#### Data records
——

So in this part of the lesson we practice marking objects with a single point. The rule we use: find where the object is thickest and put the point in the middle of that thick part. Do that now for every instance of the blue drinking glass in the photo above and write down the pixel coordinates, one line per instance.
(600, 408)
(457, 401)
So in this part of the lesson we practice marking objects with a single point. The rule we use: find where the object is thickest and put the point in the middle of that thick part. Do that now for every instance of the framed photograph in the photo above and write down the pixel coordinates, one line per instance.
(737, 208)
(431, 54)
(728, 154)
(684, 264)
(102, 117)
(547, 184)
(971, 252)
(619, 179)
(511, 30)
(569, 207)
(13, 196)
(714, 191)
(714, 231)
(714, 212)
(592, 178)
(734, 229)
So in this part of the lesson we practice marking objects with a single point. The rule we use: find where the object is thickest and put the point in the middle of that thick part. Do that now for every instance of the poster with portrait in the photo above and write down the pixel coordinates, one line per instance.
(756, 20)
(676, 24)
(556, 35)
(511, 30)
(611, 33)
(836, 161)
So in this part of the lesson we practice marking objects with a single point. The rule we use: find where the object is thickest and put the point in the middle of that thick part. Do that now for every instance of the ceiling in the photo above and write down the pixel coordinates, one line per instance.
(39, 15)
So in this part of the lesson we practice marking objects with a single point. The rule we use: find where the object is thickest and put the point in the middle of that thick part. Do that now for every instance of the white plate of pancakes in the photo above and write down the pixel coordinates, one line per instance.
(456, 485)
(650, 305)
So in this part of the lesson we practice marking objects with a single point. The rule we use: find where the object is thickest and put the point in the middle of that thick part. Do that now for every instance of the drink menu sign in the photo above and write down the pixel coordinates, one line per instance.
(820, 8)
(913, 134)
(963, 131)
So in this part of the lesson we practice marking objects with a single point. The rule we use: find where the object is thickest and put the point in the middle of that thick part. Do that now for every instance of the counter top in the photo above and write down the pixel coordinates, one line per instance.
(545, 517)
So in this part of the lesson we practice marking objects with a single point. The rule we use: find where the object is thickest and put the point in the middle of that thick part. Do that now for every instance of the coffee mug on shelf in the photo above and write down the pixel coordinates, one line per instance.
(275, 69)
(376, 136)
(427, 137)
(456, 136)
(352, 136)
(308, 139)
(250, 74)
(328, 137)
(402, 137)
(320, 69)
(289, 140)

——

#### Task description
Set down only the lines running from the line with "of the drink" to the end of the entries above, both included, exactly as they stand.

#### Written response
So in this part of the lesson we practice marking objects with a single point. The rule we use: find where the object is thickest and put the point in the middle of that thick part. Do that now for every instance of the drink menu sign in the photo above and write down the pixel coordinates, one line per instance.
(820, 8)
(913, 134)
(963, 131)
So in this part of the lesson we practice marking objects with a single point. The rule we use: find where the object is thickest and put the point in the middle of that thick part. Do that now for every instance of the counter top in the photo above and write down the pixel coordinates, one line per instance.
(545, 517)
So in this part of the lesson we practice marking objects with a single point. The rule we use: find where the object is thickest and put the point in the middle of that thick part. Do that now for every instance of the coffee mug on shelf in the photo above and write down the pixel coordinates, one line per instance.
(275, 69)
(376, 136)
(427, 137)
(456, 136)
(352, 136)
(308, 139)
(250, 74)
(328, 137)
(402, 137)
(320, 69)
(289, 140)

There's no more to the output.